*Exercise aim*:
Swap "pitch" for "field" in everything from the line containing "Batch processing job — object class: green grass pitch." down to the line containing "0 314 637 330", changing nothing else. Return only those lines.

#### Task material

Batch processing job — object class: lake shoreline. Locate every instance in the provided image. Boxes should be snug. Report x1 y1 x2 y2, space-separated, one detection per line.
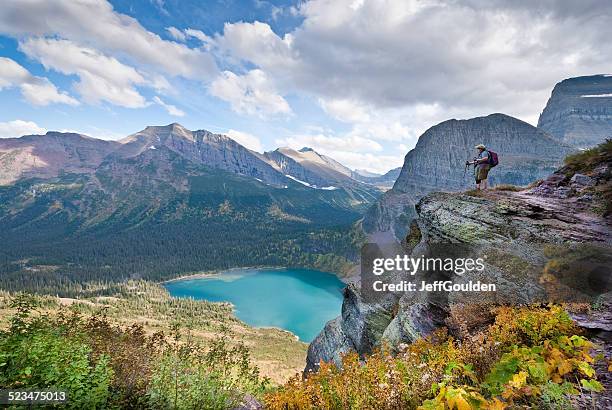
159 266 286 285
162 266 346 344
158 266 354 285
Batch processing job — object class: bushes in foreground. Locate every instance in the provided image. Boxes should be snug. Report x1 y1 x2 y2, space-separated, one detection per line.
0 295 267 409
265 306 602 410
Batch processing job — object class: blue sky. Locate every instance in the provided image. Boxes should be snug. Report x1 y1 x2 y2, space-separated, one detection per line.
0 0 612 172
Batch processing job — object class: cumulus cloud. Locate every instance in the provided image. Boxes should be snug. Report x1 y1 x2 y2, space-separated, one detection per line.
19 38 147 108
276 134 383 154
0 120 47 138
153 95 185 117
225 130 263 152
276 134 406 174
0 0 218 80
210 69 291 117
184 28 215 49
166 26 187 41
217 0 612 129
0 57 79 105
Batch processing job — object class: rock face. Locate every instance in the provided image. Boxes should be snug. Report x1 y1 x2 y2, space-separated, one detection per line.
264 147 356 188
117 123 287 186
538 75 612 148
0 132 119 185
363 114 572 242
306 146 612 371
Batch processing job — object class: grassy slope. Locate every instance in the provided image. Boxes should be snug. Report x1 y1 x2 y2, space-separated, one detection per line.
0 281 308 384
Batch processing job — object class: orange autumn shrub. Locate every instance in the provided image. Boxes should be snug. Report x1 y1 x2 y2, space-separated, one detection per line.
265 306 602 410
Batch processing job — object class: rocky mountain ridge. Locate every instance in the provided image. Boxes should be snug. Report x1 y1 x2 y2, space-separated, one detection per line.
0 123 388 198
306 142 612 371
538 74 612 148
363 114 574 243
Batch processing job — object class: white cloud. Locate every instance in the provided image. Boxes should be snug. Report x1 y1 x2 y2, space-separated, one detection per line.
225 130 263 152
276 134 383 157
184 28 215 49
166 27 187 41
0 0 218 80
19 38 147 108
319 98 370 122
0 120 47 138
209 69 291 117
216 0 612 129
153 95 185 117
0 57 79 105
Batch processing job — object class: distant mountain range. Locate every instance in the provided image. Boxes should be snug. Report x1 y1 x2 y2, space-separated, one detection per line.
363 114 574 242
538 75 612 148
0 76 612 288
362 75 612 243
0 124 381 292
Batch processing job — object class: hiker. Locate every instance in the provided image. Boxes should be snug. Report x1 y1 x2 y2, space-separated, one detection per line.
465 144 497 190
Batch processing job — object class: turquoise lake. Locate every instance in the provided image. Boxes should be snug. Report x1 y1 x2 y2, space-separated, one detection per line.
164 269 345 342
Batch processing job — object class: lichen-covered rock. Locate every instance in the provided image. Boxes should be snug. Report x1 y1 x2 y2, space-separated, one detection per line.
363 114 573 242
308 147 612 368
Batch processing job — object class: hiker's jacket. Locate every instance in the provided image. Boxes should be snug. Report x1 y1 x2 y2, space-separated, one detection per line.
474 150 489 171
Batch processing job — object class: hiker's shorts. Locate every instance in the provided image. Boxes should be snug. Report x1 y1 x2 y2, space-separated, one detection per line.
476 164 490 184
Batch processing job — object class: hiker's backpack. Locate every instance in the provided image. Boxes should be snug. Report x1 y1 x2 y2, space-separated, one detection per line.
489 151 499 168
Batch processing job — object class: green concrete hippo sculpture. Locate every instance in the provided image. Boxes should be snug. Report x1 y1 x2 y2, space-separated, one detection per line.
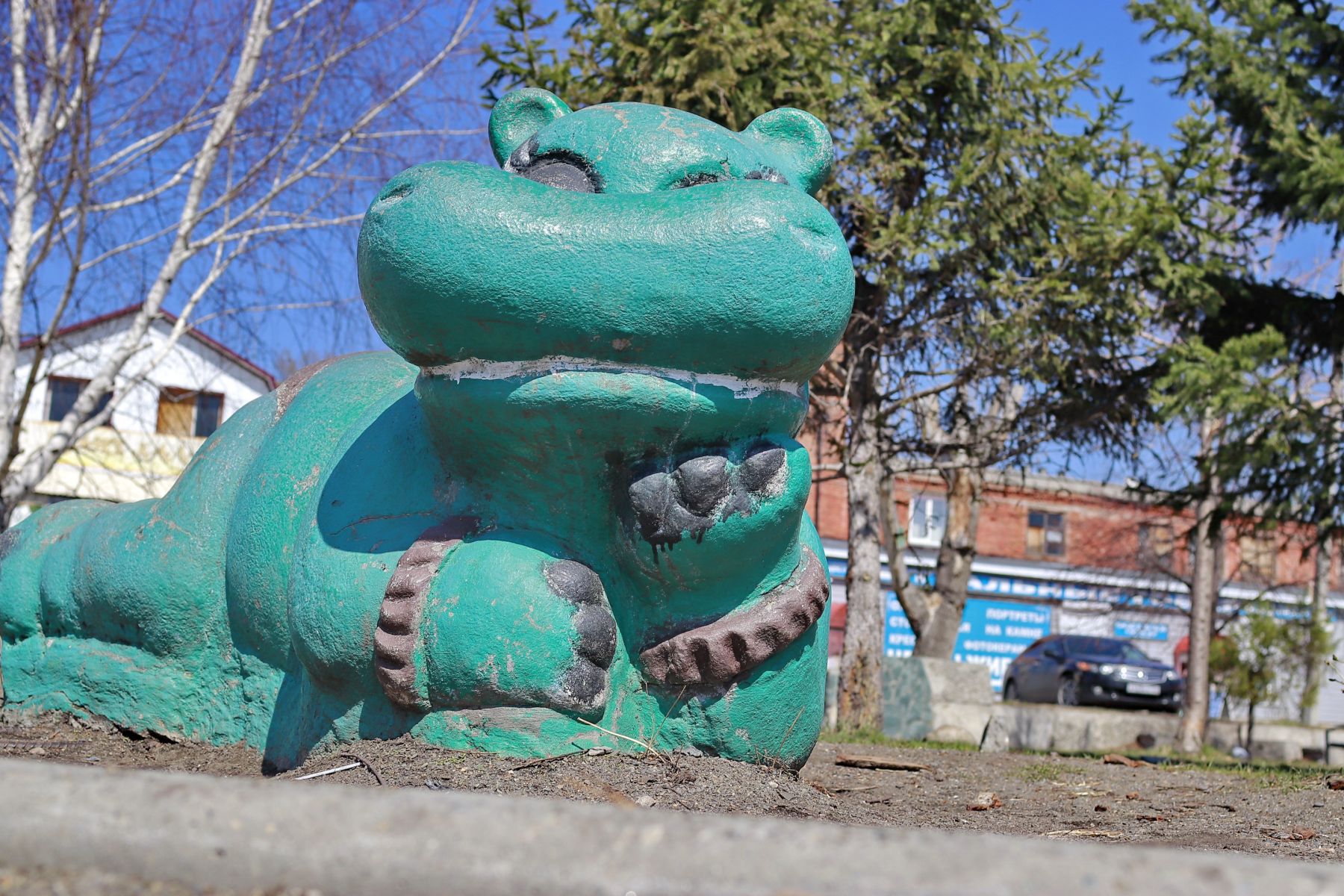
0 90 853 768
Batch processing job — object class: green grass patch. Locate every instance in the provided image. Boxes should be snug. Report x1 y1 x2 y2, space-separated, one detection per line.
1012 762 1083 783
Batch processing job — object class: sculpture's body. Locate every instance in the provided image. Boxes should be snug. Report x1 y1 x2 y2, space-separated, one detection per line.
0 90 852 765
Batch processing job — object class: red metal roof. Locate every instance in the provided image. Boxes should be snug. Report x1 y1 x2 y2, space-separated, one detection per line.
20 305 277 388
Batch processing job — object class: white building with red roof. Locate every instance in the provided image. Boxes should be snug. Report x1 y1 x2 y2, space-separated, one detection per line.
15 305 276 523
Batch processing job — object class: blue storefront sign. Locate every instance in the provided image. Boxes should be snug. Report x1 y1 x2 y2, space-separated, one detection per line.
1116 619 1169 641
887 592 1050 691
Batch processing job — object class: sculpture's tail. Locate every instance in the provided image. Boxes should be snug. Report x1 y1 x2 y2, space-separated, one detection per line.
0 501 111 642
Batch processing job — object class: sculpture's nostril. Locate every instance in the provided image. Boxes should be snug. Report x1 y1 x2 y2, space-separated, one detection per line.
378 180 415 205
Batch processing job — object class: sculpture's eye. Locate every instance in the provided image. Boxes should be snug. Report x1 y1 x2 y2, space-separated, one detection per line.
672 170 729 190
504 137 601 193
517 158 597 193
742 168 789 184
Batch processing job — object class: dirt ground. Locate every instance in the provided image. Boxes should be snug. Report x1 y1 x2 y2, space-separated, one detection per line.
0 711 1344 895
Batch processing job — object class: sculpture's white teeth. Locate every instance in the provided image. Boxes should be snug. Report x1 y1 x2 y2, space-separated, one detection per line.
423 355 803 398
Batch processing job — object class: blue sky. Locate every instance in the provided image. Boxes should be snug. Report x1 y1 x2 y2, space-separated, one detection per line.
212 0 1329 389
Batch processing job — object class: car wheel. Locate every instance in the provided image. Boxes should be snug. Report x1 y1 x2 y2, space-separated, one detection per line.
1055 676 1078 706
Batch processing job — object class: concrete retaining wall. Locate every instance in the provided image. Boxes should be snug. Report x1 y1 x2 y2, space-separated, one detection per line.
980 703 1344 763
0 759 1344 896
882 657 995 743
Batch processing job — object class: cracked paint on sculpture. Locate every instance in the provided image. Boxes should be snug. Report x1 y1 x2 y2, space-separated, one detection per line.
0 90 853 767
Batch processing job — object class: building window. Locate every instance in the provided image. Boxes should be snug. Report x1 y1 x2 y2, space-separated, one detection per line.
1139 523 1176 565
1238 533 1278 585
47 376 111 426
1027 511 1065 558
906 496 948 544
155 387 225 437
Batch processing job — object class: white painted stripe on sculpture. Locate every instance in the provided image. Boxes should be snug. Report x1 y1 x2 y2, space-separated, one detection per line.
423 355 803 398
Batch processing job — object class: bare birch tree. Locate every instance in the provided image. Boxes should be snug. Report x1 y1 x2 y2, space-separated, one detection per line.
0 0 476 529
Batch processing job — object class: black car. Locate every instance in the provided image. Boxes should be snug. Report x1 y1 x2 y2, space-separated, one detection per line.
1004 634 1184 712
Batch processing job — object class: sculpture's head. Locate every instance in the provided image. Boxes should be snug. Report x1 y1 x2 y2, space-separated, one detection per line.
359 90 853 394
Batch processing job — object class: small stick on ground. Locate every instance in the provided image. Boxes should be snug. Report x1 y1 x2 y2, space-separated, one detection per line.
293 762 364 780
337 752 383 787
836 753 933 771
575 719 668 762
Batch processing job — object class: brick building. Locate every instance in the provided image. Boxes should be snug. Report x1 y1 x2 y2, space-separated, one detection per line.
803 432 1344 723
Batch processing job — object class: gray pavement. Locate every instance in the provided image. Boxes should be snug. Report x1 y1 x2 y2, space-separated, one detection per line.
0 759 1344 896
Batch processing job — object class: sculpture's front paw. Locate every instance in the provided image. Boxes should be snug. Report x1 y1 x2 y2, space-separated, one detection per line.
622 435 812 588
380 538 617 715
630 442 788 551
543 560 615 712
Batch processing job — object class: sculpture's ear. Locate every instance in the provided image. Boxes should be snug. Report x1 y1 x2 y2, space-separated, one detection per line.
742 108 835 193
491 87 570 165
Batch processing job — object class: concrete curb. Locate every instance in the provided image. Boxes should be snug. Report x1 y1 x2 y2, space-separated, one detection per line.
0 759 1344 896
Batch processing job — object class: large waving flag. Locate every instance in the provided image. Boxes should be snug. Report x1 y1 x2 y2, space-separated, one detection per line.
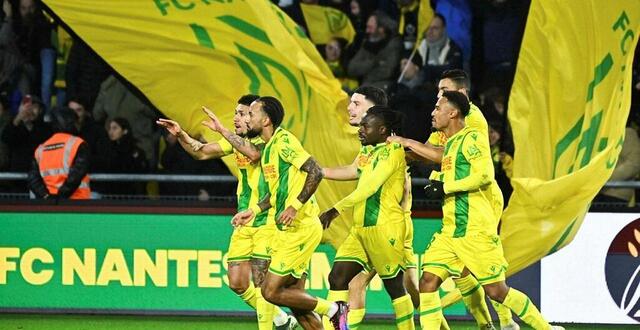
300 3 356 44
442 0 640 306
44 0 358 248
500 0 640 274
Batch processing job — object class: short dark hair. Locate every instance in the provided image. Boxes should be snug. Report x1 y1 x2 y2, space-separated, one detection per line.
442 91 470 117
432 13 447 27
440 69 471 90
238 94 260 106
256 96 284 128
353 86 388 105
367 105 405 135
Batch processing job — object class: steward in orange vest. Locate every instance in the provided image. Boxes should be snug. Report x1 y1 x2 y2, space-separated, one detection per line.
29 108 91 199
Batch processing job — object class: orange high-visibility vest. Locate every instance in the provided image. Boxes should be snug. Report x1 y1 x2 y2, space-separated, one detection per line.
35 133 91 199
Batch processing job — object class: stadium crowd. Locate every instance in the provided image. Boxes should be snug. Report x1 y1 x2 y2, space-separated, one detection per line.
0 0 640 203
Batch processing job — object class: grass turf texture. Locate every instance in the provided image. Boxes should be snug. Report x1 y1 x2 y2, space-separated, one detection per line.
0 314 635 330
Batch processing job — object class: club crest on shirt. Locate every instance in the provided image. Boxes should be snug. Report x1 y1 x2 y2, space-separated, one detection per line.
441 156 451 172
358 154 370 168
262 164 278 180
235 152 251 168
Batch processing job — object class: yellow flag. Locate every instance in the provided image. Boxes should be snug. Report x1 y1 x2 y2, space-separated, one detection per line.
300 3 356 45
500 0 640 274
442 0 640 306
416 0 434 43
44 0 358 248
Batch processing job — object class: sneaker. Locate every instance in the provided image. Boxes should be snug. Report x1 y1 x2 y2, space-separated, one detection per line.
329 301 349 330
500 320 520 330
276 315 298 330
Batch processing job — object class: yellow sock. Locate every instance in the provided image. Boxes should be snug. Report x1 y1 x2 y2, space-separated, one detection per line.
453 275 492 328
313 298 333 315
255 288 274 330
440 314 451 330
420 291 444 330
491 300 513 327
238 283 257 309
320 290 350 330
391 294 416 330
347 308 366 330
502 288 551 329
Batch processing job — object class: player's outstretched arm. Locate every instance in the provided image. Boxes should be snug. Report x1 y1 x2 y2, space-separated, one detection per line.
156 118 225 160
202 106 260 163
387 136 444 164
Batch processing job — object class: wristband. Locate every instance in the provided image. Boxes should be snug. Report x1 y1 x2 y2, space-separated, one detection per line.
249 204 262 216
289 198 303 211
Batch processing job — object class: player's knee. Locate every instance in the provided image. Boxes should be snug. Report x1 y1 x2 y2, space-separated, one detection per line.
420 272 442 292
483 282 509 303
229 277 249 294
262 285 281 305
383 274 407 299
329 268 349 290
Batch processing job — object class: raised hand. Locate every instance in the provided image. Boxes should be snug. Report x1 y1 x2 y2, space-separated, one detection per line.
278 206 298 226
156 118 182 136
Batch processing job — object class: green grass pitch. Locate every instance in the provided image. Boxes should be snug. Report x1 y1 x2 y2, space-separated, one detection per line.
0 314 637 330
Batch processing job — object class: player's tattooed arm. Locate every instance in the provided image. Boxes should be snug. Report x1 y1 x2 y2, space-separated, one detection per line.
251 259 269 287
298 157 323 204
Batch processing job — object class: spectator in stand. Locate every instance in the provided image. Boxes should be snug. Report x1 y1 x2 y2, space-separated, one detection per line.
595 125 640 207
28 108 91 199
93 75 158 164
0 97 11 172
397 0 420 51
67 99 107 156
347 11 402 89
344 0 375 61
94 117 149 195
65 38 111 109
2 95 52 175
324 38 358 93
0 0 55 105
418 14 462 85
398 52 424 90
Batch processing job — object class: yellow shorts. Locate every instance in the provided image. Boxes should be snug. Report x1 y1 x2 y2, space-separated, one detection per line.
404 215 418 268
334 228 372 272
227 225 276 262
269 218 322 278
335 221 405 280
422 232 508 285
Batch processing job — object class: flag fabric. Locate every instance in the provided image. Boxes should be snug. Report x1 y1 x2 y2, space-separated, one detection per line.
442 0 640 306
500 0 640 274
300 3 356 45
44 0 359 245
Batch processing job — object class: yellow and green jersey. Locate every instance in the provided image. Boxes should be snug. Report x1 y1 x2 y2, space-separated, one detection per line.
436 126 502 237
218 137 275 227
261 127 320 229
427 102 489 147
334 143 407 227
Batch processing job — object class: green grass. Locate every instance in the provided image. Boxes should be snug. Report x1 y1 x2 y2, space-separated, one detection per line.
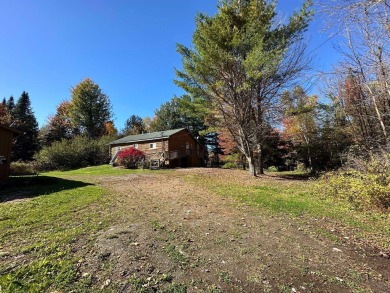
0 172 110 292
186 172 390 248
43 164 150 176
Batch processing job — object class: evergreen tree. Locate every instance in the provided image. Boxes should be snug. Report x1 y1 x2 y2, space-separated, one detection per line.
40 101 79 146
8 92 39 161
70 78 112 138
123 115 146 136
176 0 312 175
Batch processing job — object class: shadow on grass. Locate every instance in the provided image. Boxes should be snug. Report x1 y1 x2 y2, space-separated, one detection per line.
265 172 314 181
0 176 93 203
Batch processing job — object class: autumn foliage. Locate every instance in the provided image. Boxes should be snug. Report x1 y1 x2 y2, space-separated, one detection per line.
118 147 145 169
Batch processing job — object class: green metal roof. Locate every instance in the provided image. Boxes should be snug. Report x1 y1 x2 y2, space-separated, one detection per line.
110 128 185 144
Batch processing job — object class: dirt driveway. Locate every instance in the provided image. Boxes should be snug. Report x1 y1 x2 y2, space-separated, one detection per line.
80 169 390 292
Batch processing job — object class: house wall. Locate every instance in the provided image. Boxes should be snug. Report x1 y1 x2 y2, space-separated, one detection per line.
0 127 14 180
169 129 203 168
110 129 203 168
111 139 168 158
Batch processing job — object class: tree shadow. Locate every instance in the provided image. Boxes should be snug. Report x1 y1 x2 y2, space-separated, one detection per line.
265 172 314 181
0 176 93 203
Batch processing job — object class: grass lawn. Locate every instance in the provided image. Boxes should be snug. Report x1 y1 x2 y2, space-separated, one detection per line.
0 175 110 292
0 165 390 292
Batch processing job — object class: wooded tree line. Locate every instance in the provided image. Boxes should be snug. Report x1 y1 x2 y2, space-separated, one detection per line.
0 0 390 175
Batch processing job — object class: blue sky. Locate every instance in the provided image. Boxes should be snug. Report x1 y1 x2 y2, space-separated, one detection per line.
0 0 337 129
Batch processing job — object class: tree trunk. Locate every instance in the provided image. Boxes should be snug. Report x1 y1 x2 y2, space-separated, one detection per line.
246 154 256 176
257 144 264 175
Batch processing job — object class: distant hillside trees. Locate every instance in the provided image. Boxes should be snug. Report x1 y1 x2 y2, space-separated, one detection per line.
176 0 312 175
122 115 146 136
324 0 390 146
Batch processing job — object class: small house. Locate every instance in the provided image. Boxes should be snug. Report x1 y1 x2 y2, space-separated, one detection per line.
0 124 21 181
110 128 204 168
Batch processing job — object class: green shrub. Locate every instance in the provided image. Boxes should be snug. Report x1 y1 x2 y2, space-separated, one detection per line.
222 162 237 169
35 136 113 170
10 161 38 176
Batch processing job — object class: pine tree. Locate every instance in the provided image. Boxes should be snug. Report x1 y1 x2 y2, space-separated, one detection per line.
123 115 146 136
7 96 15 114
70 78 112 138
8 92 39 161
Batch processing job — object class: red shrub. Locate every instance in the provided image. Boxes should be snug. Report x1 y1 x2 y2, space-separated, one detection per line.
118 147 145 169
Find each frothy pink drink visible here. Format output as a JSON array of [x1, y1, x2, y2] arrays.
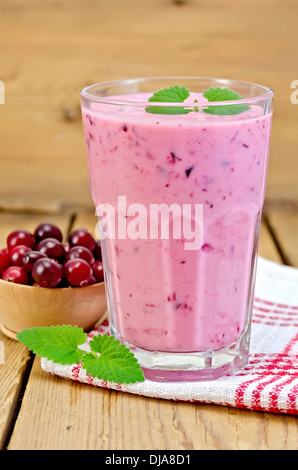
[[82, 80, 272, 380]]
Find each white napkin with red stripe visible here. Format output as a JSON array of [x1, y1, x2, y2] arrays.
[[41, 257, 298, 415]]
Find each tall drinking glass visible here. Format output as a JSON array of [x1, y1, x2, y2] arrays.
[[81, 77, 273, 381]]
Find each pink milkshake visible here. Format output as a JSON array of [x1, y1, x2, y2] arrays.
[[82, 79, 272, 380]]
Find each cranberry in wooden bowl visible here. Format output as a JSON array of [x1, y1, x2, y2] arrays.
[[0, 222, 106, 339]]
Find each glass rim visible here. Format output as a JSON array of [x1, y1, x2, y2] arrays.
[[80, 76, 274, 107]]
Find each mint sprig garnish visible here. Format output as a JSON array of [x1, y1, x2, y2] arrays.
[[146, 85, 192, 114], [17, 325, 145, 384], [146, 85, 249, 115]]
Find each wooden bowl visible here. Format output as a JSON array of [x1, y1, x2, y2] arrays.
[[0, 280, 107, 339]]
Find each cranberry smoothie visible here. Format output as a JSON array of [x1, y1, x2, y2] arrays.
[[82, 95, 271, 352]]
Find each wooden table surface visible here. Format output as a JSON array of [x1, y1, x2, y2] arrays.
[[0, 0, 298, 450]]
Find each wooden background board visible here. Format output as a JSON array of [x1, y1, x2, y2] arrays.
[[0, 0, 298, 211], [0, 213, 298, 450], [0, 0, 298, 450]]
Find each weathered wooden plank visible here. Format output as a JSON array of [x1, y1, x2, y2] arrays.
[[267, 210, 298, 267], [8, 213, 298, 450], [0, 213, 69, 449], [0, 0, 298, 210], [8, 354, 298, 450]]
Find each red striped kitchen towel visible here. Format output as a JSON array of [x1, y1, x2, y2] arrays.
[[41, 257, 298, 415]]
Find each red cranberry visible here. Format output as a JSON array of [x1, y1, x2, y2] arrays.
[[34, 222, 63, 243], [0, 250, 10, 276], [64, 258, 92, 287], [36, 238, 65, 262], [23, 251, 47, 274], [32, 258, 63, 288], [87, 276, 97, 286], [7, 230, 35, 251], [68, 228, 95, 251], [1, 266, 29, 284], [65, 246, 95, 265], [9, 245, 31, 266], [92, 260, 104, 282]]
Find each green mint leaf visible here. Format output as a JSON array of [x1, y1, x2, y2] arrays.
[[17, 325, 87, 365], [146, 106, 193, 114], [148, 85, 190, 103], [203, 87, 249, 115], [82, 334, 145, 383], [146, 85, 192, 114]]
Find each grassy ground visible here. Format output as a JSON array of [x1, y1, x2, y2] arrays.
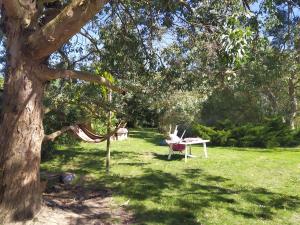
[[42, 130, 300, 225]]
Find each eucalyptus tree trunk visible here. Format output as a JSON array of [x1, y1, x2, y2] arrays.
[[0, 0, 114, 221], [0, 20, 44, 221], [288, 74, 298, 129]]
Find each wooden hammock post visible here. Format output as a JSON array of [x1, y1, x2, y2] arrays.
[[106, 90, 112, 173]]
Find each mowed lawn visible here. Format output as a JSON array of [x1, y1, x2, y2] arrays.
[[42, 129, 300, 225]]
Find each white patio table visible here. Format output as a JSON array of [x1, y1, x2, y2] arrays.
[[166, 138, 209, 162]]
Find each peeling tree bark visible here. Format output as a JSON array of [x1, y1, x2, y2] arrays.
[[288, 74, 298, 129], [0, 0, 119, 221]]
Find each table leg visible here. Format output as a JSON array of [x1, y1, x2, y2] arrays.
[[203, 142, 208, 158]]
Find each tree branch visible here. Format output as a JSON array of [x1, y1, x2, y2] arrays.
[[40, 66, 126, 94], [43, 125, 75, 141], [0, 0, 23, 18], [24, 0, 109, 59]]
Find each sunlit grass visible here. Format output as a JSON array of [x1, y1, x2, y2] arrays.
[[42, 129, 300, 225]]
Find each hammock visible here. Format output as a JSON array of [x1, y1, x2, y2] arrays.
[[71, 123, 122, 143]]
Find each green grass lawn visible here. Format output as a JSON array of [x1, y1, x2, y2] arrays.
[[41, 129, 300, 225]]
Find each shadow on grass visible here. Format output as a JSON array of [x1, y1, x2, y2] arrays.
[[103, 168, 300, 225], [129, 128, 164, 146], [219, 146, 300, 153], [41, 131, 300, 225]]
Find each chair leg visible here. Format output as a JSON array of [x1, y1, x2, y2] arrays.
[[184, 146, 187, 162], [168, 146, 173, 160]]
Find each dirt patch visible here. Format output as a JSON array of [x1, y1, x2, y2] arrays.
[[23, 184, 133, 225]]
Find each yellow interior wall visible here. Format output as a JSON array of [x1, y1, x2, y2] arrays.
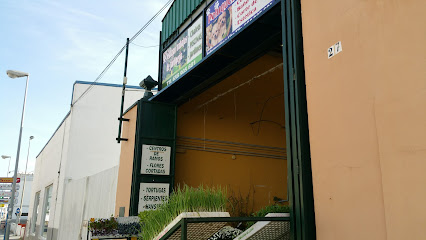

########

*Answer to the problem*:
Batch processing job — object class: green grass field. Locate every instance in the provided image. Boxes should be snug. Report x1 y1 x2 y2, space-separated, one detection per line.
0 314 637 330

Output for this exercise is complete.